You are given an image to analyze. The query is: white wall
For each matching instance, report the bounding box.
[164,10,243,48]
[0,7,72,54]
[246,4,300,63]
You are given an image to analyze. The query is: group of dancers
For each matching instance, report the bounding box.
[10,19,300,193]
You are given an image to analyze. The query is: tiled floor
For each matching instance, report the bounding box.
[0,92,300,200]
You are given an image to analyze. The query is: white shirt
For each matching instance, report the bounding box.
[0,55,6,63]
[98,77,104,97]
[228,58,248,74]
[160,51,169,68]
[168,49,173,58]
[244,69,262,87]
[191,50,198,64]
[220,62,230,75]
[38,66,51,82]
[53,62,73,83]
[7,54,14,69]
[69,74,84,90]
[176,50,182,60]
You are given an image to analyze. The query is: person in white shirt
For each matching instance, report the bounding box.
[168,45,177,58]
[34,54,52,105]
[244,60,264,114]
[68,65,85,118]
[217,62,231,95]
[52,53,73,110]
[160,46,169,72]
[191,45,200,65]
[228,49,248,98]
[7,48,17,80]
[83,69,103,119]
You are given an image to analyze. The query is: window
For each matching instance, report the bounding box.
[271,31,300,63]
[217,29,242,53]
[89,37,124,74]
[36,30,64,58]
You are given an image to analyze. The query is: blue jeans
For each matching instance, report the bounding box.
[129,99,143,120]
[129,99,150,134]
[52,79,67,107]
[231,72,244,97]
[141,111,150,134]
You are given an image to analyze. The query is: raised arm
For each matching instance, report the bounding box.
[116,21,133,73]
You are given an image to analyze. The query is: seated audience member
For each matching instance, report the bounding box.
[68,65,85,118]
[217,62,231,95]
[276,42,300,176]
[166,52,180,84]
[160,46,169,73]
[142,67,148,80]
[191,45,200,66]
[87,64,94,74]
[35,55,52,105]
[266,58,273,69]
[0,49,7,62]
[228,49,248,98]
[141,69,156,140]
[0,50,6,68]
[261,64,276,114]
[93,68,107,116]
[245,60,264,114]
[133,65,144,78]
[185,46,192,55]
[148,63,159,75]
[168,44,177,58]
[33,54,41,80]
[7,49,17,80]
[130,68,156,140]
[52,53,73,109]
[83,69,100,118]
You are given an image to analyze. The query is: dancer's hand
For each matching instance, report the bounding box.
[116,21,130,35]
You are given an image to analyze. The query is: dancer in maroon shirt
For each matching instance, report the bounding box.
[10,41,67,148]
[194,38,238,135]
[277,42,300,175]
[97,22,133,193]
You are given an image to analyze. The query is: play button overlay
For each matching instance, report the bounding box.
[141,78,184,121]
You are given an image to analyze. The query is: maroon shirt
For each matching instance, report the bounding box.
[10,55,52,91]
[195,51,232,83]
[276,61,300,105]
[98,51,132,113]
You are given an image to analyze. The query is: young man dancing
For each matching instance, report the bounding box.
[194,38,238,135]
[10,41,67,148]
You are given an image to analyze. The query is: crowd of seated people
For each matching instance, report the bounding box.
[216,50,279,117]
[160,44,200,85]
^^^^^^^^
### AIM
Please reproduce every one of the items above word for word, without changing anything.

### WRITTEN ANSWER
You are given an image to analyze. The query is: white wall
For each matching instance, report the bounding box.
[164,10,243,48]
[0,7,72,54]
[246,4,300,63]
You are given an image to analyze. The query is: group of dancers
For each matching instance, report the bounding box.
[10,19,300,193]
You are given an image to analyze. The query is: tiled floor
For each matching instance, report the bounding box.
[0,92,300,200]
You are given an image to analyze. The query is: white shirt
For each matching instance, report the bounding box.
[0,55,6,63]
[98,77,104,97]
[228,58,248,74]
[160,51,169,68]
[168,49,173,58]
[244,69,262,87]
[191,50,198,64]
[220,62,230,75]
[38,66,51,82]
[53,62,73,83]
[7,54,14,69]
[69,74,84,90]
[176,50,182,60]
You are given an image to analyze. The query is: person in white shirt
For each matching instance, report the bounding box.
[168,45,177,58]
[34,54,52,105]
[244,60,264,114]
[68,65,85,118]
[217,62,231,95]
[52,53,73,110]
[160,46,169,72]
[191,45,200,65]
[228,49,248,98]
[7,48,17,80]
[83,69,103,119]
You are given an image to analyze. The query is: window
For each matching instance, report the bounding box.
[271,31,300,63]
[217,29,242,53]
[89,37,124,74]
[36,30,64,58]
You are given an image to analyze. The query is: blue jeans
For each matching instance, report the bounding box.
[129,99,143,120]
[129,99,150,134]
[52,79,67,107]
[231,72,244,97]
[141,111,150,134]
You are given an image to analyze. The query is: raised arm
For each matching instance, report the bounding box.
[116,21,133,73]
You are given an image to analyze. The query is: seated audience member
For each matching instance, report the bounding box.
[68,65,85,118]
[217,62,231,95]
[276,42,300,176]
[166,52,180,84]
[160,46,169,73]
[142,67,148,80]
[191,45,200,66]
[87,64,94,74]
[35,55,52,105]
[266,58,273,69]
[0,49,7,62]
[228,49,248,98]
[141,69,156,140]
[0,50,6,68]
[261,64,276,114]
[93,68,107,116]
[245,60,264,114]
[133,65,144,78]
[185,46,192,55]
[148,63,159,75]
[168,44,177,58]
[33,54,41,80]
[7,49,17,80]
[130,68,156,140]
[52,53,73,109]
[83,69,100,118]
You are given an image to analyze. The query is: dancer's hand
For each matching instance, report the bounding box.
[116,21,130,35]
You are given an image to analyze. The query is: dancer in maroon shirt
For each matching instance, report the bounding box.
[10,41,67,148]
[194,38,238,135]
[277,42,300,175]
[97,22,133,193]
You are given an image to analyze. The query is: play button overlay
For each matching instance, report the bounding box.
[141,78,184,121]
You are given an image to analyze. The query is: maroon shirt
For each matching instance, report the bounding box.
[10,55,52,91]
[195,51,232,83]
[276,61,300,105]
[98,51,132,113]
You are given an image to analyze. The query is: young man dancing
For each matching instance, report the bounding box.
[194,38,238,135]
[10,41,67,148]
You are given an image to analyze. The query is: crowd of seated people
For each matching instance, report the bounding box.
[216,50,279,117]
[160,44,200,85]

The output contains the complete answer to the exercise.